Named object pointing listing:
+---+
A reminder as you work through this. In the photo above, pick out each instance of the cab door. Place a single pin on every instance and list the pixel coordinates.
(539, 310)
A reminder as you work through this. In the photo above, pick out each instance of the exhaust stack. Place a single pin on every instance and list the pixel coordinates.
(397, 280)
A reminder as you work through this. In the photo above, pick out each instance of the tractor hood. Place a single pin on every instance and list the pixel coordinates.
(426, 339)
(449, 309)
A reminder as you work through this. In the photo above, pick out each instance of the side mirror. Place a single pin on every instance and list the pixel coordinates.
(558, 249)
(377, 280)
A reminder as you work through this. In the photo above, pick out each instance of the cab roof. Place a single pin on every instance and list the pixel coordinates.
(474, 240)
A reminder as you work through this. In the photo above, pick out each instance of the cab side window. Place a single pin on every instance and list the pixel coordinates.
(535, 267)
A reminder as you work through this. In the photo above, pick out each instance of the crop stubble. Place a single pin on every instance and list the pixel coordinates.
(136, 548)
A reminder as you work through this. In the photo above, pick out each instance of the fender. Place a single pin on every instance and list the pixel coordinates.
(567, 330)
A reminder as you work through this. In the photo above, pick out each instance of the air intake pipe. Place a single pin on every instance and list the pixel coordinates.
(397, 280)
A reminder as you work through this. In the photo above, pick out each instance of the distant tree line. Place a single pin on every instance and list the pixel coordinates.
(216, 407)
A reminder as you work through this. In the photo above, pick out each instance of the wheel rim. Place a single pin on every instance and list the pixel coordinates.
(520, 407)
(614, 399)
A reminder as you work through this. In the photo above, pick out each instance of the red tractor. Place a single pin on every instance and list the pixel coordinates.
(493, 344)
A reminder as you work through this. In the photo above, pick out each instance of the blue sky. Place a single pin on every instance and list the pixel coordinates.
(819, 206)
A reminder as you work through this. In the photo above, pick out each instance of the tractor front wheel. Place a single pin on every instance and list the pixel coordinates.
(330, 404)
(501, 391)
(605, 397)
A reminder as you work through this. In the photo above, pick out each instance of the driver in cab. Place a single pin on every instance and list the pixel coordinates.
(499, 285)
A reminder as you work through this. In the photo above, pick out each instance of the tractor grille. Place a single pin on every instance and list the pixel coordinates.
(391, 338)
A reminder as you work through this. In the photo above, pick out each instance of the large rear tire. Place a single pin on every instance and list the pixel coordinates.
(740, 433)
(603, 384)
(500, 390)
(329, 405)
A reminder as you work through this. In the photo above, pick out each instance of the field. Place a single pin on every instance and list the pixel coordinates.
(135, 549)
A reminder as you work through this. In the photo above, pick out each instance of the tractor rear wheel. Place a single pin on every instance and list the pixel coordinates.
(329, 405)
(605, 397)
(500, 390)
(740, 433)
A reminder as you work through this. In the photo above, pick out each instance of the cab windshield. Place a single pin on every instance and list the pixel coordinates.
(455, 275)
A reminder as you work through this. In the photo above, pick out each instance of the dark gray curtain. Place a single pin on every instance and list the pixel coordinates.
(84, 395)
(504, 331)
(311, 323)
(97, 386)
+---+
• AIM OF THE EXERCISE: Could you repeat every line of the listing above word for word?

• TASK ANSWER:
A reminder as you work through this. In the photo above, pick out each instance of the cab door. Place a single pin on every instance and list the pixel coordinates.
(539, 310)
A reminder as you work through this. In the photo above, pick out each instance of the exhaust stack. Place a single pin on every instance and list the pixel coordinates.
(397, 280)
A reminder as you work through this. In the photo above, pick out each instance of the tractor hood. Place a single pin on every instance and list the pixel coordinates.
(426, 339)
(449, 309)
A reminder as you work through this. In the photo above, pick out each instance of the side mirror. Place a single pin on every instance and list the pixel coordinates.
(558, 249)
(377, 280)
A reminder as you work through this. In the photo above, pick out each instance of the cab roof. Place a single pin on every instance and list the pixel coordinates.
(474, 240)
A reminder as you work through this. In the photo above, pick out each instance of the cab side window. Place a single pin on every instance and list the pixel coordinates.
(535, 267)
A reminder as you work through this. In the photo above, pick out each instance of the crop stubble. Place a single pin on every instance and list the pixel coordinates.
(136, 548)
A reminder as you work through this. In the photo above, pick out each instance of the fender. Place a single pin on every instance and list the pixel coordinates.
(567, 330)
A reminder as you work through this. In the photo above, pick out each instance of the air intake pipe. Place a single pin on every instance and list the pixel coordinates.
(397, 280)
A reminder as you work through this. In the photo above, pick out each instance of the distant tree line. Place a single pin on every instance and list the pixel coordinates.
(216, 407)
A reminder as you work through this. In the photo above, pick out each instance of the wheel rim. Place a single pin on every instance and list the pixel coordinates.
(520, 407)
(614, 399)
A reminder as you work through this. In the photo above, pick out each instance of the red tractor. Place a single pin on every instance and list the pixel coordinates.
(493, 344)
A reminder as you work through this. In the photo above, pick out each instance of the blue sky. Place a single pin on every instance and list the pixel coordinates.
(819, 206)
A reminder as you work through this. In the photo above, pick out each instance of the tractor front wheel. Place a single pin on every instance and list the pixel coordinates.
(330, 404)
(501, 391)
(605, 397)
A reminder as you work through this. In the photo above, pick out each instance of the driver in cab. Place a single pin on every instance and list the pixel coordinates.
(499, 285)
A reminder as you work through this. In the photo above, pick out each instance of the tractor grille. Place a single pin on every instance and list the pixel coordinates.
(391, 338)
A reminder as you work through this. In the photo above, pick out each instance of the large rear tire. Place a single pin on every instance and list the pixel coordinates.
(740, 433)
(603, 384)
(500, 390)
(329, 405)
A reminder as you work through this. In the photo above, pick out each instance of the field. Place a single pin on every instance and list the pixel coordinates.
(135, 549)
A reminder as you work through this. In the photo above, pick out each instance of the tractor rear wheel. Place a single pin on every instance and list the pixel coordinates.
(329, 405)
(605, 397)
(500, 390)
(740, 433)
A reminder as you work through this. In the photo above, pick out each instance of the cab windshield. Place a single pin on every instance and list the pixel coordinates.
(455, 275)
A reminder as you work through this. In the photo above, pick out each instance of the dark gray curtain. Place a single pin on every instance and list the pixel coordinates.
(84, 395)
(504, 331)
(311, 323)
(97, 386)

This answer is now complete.